#### Work required:
Answer these from the text on describing beer flavors:
(a) Which category of terms does the writer leave out of the glossary?
(b) What does the writer say people often say about the things they're tasting?
(c) Under the entry "Acidic," what is listed as the result of?

Of course, being the intrepid blogger that I am, I’ll sometimes jot down a few notes and take pictures so I can do a review. I also like the chance to get other people’s thoughts on different flavors, though I’ve noticed, lots of times, people say they don’t know how to describe the things they’re tasting.

And not that you have to!

Many people drink beer on a regular basis without discussing it like some kind of fancy-ass snob; it takes a special kind of dorkiness to talk about what you’re drinking in such specific terms.

But sometimes — maybe with a beer that tastes like nothing you’ve had before — you want to put it into words. So here is a glossary of terms used to describe the many possible flavors and characteristics of beer. (I am leaving “off-flavors” out of this list, as that’s a subject for a whole other article, and hopefully not something your average beer drinker will encounter.)

Feel free to pull this handy guide up the next time you are drinking, describe what you are drinking in detail to all of your friends, and sound like a jackass.

Glossary of Beer Flavors / Descriptions:

Acidic

Frequency: Sour beers
Result Of: Fermentation (generally)

#### Records supplied:
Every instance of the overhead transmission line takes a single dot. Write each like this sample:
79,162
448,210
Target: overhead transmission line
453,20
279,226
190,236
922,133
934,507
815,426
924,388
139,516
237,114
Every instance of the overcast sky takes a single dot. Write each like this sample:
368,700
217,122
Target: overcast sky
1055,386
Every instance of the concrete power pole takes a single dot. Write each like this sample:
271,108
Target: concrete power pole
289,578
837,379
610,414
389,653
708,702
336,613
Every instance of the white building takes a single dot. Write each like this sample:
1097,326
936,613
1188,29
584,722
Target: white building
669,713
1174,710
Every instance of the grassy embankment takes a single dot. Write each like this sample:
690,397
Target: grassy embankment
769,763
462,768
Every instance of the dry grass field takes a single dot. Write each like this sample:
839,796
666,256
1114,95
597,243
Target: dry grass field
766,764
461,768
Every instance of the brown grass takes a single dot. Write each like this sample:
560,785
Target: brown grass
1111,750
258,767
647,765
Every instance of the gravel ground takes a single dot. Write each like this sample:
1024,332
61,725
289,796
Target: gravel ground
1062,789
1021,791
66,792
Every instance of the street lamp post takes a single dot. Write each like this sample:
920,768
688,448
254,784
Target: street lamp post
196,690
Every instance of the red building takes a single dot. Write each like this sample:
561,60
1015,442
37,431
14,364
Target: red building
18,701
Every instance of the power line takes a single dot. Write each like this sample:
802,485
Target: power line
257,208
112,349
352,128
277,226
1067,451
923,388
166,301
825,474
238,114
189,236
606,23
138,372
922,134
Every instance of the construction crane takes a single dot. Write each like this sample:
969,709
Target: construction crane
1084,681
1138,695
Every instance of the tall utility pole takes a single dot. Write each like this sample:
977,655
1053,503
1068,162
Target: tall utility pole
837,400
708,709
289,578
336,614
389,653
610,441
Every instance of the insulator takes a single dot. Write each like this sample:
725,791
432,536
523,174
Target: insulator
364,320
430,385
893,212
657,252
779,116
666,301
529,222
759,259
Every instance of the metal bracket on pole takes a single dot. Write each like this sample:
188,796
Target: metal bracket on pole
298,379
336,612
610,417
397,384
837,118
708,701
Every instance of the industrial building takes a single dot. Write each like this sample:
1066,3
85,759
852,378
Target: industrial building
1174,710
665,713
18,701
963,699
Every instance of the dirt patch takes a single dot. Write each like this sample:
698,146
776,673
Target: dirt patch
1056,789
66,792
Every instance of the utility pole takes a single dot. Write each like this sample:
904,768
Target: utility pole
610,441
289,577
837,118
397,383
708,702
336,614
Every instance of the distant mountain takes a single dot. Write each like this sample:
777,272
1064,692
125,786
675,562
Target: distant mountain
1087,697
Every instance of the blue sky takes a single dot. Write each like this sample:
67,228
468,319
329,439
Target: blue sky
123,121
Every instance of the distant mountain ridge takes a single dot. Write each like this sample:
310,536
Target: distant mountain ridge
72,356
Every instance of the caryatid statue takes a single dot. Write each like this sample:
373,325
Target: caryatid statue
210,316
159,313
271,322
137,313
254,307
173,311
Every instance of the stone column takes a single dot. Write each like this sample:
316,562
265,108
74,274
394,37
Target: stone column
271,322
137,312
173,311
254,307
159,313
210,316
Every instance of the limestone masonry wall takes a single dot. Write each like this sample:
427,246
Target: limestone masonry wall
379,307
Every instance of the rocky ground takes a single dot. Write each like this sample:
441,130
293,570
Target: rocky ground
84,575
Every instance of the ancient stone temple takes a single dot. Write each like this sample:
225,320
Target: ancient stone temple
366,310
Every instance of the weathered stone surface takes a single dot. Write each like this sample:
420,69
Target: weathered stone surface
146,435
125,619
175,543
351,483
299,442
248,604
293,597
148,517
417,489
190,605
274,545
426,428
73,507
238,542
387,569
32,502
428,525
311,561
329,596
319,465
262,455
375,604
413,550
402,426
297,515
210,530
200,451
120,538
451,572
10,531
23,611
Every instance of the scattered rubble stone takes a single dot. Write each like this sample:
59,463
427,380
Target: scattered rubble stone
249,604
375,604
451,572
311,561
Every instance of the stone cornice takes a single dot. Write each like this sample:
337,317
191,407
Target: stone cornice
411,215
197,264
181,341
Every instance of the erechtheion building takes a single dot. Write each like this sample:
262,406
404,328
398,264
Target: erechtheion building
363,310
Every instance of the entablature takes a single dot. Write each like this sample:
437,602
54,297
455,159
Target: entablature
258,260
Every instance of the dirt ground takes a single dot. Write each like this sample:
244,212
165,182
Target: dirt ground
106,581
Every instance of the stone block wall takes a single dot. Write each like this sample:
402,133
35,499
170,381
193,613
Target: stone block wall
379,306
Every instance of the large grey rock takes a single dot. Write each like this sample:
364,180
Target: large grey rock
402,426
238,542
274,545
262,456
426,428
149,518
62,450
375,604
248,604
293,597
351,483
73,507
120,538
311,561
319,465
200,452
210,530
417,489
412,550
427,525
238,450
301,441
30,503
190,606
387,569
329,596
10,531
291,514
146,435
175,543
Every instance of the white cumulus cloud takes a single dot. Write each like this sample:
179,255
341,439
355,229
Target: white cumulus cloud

#### Written answer:
(a) Off-flavors.
(b) They don't know how to describe them.
(c) Fermentation (generally).